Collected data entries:

---

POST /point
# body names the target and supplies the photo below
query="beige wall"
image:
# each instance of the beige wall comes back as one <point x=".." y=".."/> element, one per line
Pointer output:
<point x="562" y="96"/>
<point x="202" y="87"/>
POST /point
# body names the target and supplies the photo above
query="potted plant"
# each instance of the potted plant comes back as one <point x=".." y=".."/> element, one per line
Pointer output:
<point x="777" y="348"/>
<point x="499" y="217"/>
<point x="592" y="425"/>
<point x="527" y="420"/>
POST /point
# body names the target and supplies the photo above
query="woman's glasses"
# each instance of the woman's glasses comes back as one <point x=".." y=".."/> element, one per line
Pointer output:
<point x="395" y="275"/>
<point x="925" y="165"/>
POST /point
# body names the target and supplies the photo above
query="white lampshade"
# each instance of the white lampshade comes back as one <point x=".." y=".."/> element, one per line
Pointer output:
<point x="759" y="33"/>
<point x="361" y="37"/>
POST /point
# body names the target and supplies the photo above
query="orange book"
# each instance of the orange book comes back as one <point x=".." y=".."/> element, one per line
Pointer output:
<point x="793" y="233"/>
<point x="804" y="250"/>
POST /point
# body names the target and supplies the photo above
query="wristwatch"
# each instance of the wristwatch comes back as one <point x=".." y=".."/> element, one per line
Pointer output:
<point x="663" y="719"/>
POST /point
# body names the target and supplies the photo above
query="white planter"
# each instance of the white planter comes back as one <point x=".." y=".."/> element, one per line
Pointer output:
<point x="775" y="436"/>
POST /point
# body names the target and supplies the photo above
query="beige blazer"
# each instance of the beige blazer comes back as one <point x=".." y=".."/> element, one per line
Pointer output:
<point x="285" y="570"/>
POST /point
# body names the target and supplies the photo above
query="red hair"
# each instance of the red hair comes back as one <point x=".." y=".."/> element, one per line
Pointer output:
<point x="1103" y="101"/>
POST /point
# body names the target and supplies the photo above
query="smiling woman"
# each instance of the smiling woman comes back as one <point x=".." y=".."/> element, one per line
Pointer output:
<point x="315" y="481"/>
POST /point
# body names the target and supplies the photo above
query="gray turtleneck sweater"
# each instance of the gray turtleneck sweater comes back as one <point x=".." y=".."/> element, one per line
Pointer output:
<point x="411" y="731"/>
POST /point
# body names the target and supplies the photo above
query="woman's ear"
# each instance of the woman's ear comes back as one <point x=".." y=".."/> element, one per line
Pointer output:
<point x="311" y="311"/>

---

Write the entries again, exactly as they stand.

POST /point
# body names the target and supplies the photo below
query="beige wall"
image:
# each instance of the beige wall comes back as one <point x=".." y=".."/> element, one per line
Pointer output:
<point x="562" y="96"/>
<point x="202" y="87"/>
POST /point
# body names the target and supplies the photo above
query="potted plant"
# each instance of the potted plant comes back as one <point x=".." y=".."/> element, one per line
Pointer output:
<point x="777" y="348"/>
<point x="499" y="217"/>
<point x="592" y="425"/>
<point x="527" y="420"/>
POST /point
# body names the target and supplies the photo above
query="woman's glasses"
# each instance of the woman's glasses comes back as one <point x=".." y=".."/> element, one per line
Pointer output:
<point x="395" y="275"/>
<point x="925" y="165"/>
POST /point
# body names the target and supplies the photo above
query="white lampshade"
# each instance of the white lampshade comes back as one <point x=".." y=".."/> element, one per line
Pointer output:
<point x="759" y="33"/>
<point x="361" y="37"/>
POST /point
# body names the target and supplies the photo above
query="orange book"
# each instance of the orange book comes back as one <point x=".." y=".."/> element, one per line
Pointer output:
<point x="793" y="233"/>
<point x="804" y="250"/>
POST /point
# body names the target and supplies the photo above
query="wristwatch"
# each instance of the wristwatch comes back as one <point x=".." y=".."/> element, one per line
Pointer output:
<point x="663" y="719"/>
POST /point
# body names the target and supplies the photo above
query="white planter"
# each instance of the white planter comes back as one <point x=".." y=".."/> element, one per line
Pointer output:
<point x="775" y="436"/>
POST /point
# body names the target and supplies the photo above
query="beige blazer"
# each instance of the beige blazer comes back as one <point x=".." y=".."/> element, one per line
Pointer output:
<point x="285" y="570"/>
POST /point
# body names the target and supplies the photo above
query="red hair"
# each instance of the red hair comes back as one <point x=".." y=".."/> element, one per line
Pointer output:
<point x="1103" y="101"/>
POST /point
# body names the target and supplies the photo above
query="smiling woman"
# each instance of the smiling woman comes back as one <point x=".." y=".."/> element, one per line
Pointer output:
<point x="315" y="481"/>
POST /point
# body names the target and supplies the photo above
query="gray turtleneck sweater"
# each instance of the gray turtleneck sweater comes back as one <point x=".." y=".."/> element, one per line
Pointer output:
<point x="411" y="731"/>
POST /point
# body names the target and supplies the photo above
query="woman's ear"
# each instance of the woman's ear comes back as one <point x=".." y=".."/> element, one per line
Pointer output:
<point x="311" y="311"/>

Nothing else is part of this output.